* _RECORDS FOR PROCESSING_:

---*---

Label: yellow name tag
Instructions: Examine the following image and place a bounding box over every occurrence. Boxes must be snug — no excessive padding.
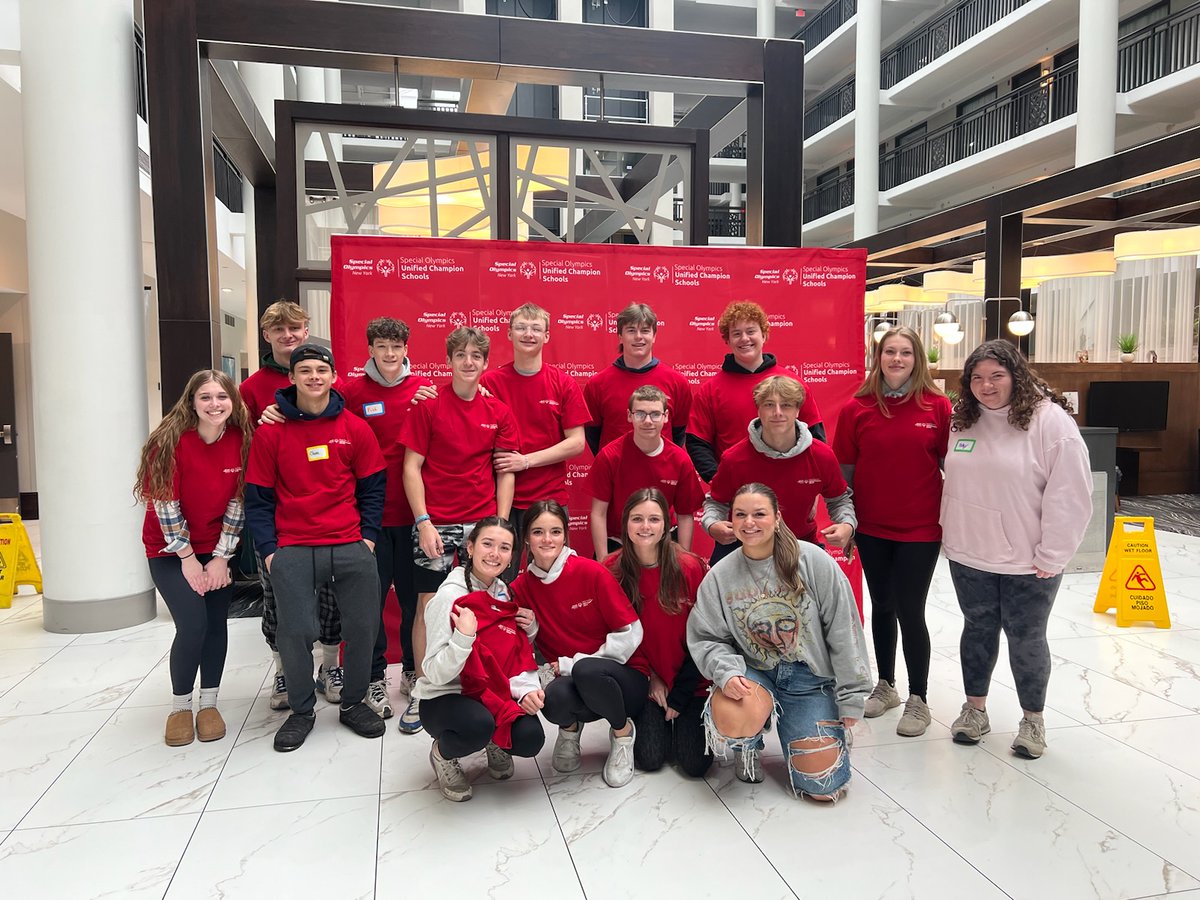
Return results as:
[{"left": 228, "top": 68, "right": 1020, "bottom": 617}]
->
[{"left": 306, "top": 445, "right": 330, "bottom": 462}]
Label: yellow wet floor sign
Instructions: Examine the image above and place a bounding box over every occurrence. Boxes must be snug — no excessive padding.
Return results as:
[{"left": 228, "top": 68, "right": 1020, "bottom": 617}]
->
[
  {"left": 1093, "top": 516, "right": 1170, "bottom": 628},
  {"left": 0, "top": 513, "right": 43, "bottom": 608}
]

---*---

* _HOW TO COMPLETE THIS TASK_: Nothing but the lines from the start of the records above through the line with "Label: yellow wet floor sign" should be retyped, each exactly as written; leave out all pictures.

* _YOUR SOLUTION_:
Label: yellow name tag
Instructions: Examine the following image and place a bounding box over every occurrence. Boxes must be snug — no excessive padding.
Return results as:
[{"left": 228, "top": 68, "right": 1020, "bottom": 617}]
->
[{"left": 306, "top": 445, "right": 330, "bottom": 462}]
Label: yellow wet floor sign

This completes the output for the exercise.